** What needs to be done **
Every line from the one with "target | sunlit fur" to the end of the data needs to be copied exactly, and no line before it.

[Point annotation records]

## start

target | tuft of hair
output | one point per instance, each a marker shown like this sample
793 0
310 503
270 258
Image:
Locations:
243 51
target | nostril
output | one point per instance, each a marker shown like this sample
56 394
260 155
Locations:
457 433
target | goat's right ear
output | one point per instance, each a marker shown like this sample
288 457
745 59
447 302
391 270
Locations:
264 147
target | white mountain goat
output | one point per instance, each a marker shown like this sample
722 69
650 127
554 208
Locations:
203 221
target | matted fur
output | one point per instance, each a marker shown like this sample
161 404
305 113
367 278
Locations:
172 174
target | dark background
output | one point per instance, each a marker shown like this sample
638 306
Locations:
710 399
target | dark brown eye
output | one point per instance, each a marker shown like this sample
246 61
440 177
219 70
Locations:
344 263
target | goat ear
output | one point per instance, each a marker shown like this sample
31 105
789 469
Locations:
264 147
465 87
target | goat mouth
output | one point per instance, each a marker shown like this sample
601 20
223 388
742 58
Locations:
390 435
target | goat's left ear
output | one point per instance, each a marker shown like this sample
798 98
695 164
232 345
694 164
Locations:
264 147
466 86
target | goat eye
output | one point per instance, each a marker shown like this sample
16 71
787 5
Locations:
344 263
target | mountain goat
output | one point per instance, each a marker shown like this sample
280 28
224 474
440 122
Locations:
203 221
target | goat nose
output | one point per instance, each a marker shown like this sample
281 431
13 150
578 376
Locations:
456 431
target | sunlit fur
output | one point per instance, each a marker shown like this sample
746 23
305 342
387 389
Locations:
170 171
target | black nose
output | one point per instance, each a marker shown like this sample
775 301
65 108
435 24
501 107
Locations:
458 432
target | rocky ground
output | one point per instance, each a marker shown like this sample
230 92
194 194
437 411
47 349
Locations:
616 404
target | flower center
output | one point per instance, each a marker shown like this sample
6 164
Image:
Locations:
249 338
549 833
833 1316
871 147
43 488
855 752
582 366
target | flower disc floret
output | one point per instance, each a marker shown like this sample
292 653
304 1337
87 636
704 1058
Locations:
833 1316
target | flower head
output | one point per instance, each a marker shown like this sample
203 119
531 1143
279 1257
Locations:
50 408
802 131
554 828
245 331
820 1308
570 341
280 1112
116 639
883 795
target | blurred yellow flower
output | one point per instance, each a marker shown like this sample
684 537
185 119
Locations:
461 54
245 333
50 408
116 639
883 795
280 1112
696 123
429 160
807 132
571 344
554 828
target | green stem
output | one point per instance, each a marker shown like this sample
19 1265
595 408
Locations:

## end

** The output **
target | sunlit fur
output | one point per instance, each a marker shown like this sample
746 23
305 342
387 389
Locations:
170 171
target | black nose
output | one point per instance, each a marker shown like this sample
775 301
65 108
435 24
501 107
Locations:
458 432
target | rocky ground
output | one point per instance, each a marker shown like this sample
230 92
194 194
437 411
47 349
Locations:
616 404
target | flower center
output | one point per instance, each a marker shown like this sample
6 164
Image:
Locations:
249 338
549 833
833 1316
871 147
43 488
855 752
582 366
target | flower disc floret
output | one point per instance, each a marker shown like this sample
292 653
304 1337
87 636
704 1058
Locations:
833 1316
target | flower head
output | one point per instance, each a marker shown like this sample
203 119
531 1143
279 1257
Locations:
50 408
802 131
554 828
245 331
820 1308
570 341
280 1112
116 639
883 795
target | blurred yellow flower
output | one point per instance, each a marker shown like this sample
684 537
185 119
Locations:
461 54
245 333
50 408
116 639
883 795
280 1112
696 123
429 160
807 132
571 344
554 828
target | green stem
output | one point per instance, each a marker shown like this sample
19 1265
595 408
Locations:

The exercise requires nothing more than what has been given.